[TASK DESCRIPTION]: Reproduce the listing below without any changes, starting at the line that contains "# trace the outline of every instance of the rear" and ending at the last line of the listing, with both of those lines included.

Outline entries for labeled areas
****

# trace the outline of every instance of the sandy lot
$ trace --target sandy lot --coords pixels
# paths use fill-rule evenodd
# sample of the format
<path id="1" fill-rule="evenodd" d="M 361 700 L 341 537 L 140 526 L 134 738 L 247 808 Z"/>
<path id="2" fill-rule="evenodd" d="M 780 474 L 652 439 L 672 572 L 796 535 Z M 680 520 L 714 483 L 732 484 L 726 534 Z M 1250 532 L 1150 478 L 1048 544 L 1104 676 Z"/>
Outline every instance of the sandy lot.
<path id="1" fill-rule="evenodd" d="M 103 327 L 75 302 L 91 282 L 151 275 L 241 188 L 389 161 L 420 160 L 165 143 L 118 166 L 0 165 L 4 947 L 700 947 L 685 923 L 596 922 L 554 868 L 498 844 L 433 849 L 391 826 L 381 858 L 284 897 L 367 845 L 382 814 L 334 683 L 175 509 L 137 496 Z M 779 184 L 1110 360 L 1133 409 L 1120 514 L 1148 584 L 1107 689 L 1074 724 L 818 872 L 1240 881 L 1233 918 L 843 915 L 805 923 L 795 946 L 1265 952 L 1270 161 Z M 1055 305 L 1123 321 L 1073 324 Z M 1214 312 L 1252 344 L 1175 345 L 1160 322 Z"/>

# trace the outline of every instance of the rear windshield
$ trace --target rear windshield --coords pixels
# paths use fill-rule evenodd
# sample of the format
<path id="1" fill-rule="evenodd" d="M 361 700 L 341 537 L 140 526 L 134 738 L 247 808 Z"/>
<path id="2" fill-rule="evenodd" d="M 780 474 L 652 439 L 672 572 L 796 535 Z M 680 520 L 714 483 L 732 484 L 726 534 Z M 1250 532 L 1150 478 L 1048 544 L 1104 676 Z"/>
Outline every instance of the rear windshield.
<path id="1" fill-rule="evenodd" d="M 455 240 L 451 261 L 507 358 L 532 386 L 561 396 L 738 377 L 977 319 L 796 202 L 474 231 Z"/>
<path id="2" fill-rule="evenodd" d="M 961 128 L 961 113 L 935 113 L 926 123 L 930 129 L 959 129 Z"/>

****

[RESPONSE TO THE EXERCISE]:
# trace the outline of every instance of the rear windshield
$ trace --target rear windshield --coords pixels
# paths use fill-rule evenodd
# sample of the format
<path id="1" fill-rule="evenodd" d="M 361 700 L 341 537 L 140 526 L 134 738 L 247 808 Z"/>
<path id="2" fill-rule="evenodd" d="M 780 474 L 652 439 L 672 572 L 796 535 Z M 680 520 L 714 483 L 732 484 L 726 534 Z M 1250 532 L 1150 478 L 1048 544 L 1104 676 Z"/>
Outline every instance of the rear windshield.
<path id="1" fill-rule="evenodd" d="M 455 240 L 451 261 L 507 358 L 532 386 L 561 396 L 738 377 L 977 319 L 796 202 L 474 231 Z"/>
<path id="2" fill-rule="evenodd" d="M 961 128 L 961 113 L 935 113 L 926 123 L 930 129 L 959 129 Z"/>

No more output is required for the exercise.